-- PROBLEM TO SOLVE --
Reproduce unchanged everything from the line containing "Prove the green" down to the last line of the entries below.

-- RECORDS PROVIDED --
== == ==

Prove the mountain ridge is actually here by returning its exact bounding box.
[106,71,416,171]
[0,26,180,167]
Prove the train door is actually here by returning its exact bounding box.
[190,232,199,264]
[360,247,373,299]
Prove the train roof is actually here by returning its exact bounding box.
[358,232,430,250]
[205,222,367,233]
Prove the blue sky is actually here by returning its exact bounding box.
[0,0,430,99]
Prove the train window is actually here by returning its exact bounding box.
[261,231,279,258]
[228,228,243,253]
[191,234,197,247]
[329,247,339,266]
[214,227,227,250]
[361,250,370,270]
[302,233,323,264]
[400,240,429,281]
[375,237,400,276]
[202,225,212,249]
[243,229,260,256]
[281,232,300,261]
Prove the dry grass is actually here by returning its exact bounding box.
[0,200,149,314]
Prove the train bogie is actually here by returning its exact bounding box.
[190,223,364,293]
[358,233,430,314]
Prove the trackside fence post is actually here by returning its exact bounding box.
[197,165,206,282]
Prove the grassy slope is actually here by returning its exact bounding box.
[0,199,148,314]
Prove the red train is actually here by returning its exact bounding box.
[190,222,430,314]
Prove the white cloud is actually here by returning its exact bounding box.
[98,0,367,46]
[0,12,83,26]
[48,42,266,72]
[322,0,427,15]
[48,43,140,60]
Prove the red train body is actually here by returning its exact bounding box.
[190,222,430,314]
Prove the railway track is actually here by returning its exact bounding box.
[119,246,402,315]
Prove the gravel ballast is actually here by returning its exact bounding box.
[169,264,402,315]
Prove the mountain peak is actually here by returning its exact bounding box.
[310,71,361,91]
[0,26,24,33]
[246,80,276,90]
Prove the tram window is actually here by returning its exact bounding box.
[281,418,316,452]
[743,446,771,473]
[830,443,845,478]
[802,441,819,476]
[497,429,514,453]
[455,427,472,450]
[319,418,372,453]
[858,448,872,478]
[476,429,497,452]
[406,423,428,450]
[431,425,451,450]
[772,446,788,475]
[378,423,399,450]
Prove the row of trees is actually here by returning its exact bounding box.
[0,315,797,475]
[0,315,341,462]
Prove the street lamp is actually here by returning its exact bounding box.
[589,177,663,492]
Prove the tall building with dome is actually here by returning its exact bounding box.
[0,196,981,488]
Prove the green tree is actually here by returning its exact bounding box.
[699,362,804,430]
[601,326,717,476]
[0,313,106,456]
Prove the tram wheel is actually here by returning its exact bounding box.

== == ==

-- RESULT OF THE TASK --
Prove the green tree is actually here by returning its exact bounding box.
[699,362,804,430]
[601,326,717,476]
[0,313,106,456]
Prove the tram wheel is actually here by returning its exact bounding box.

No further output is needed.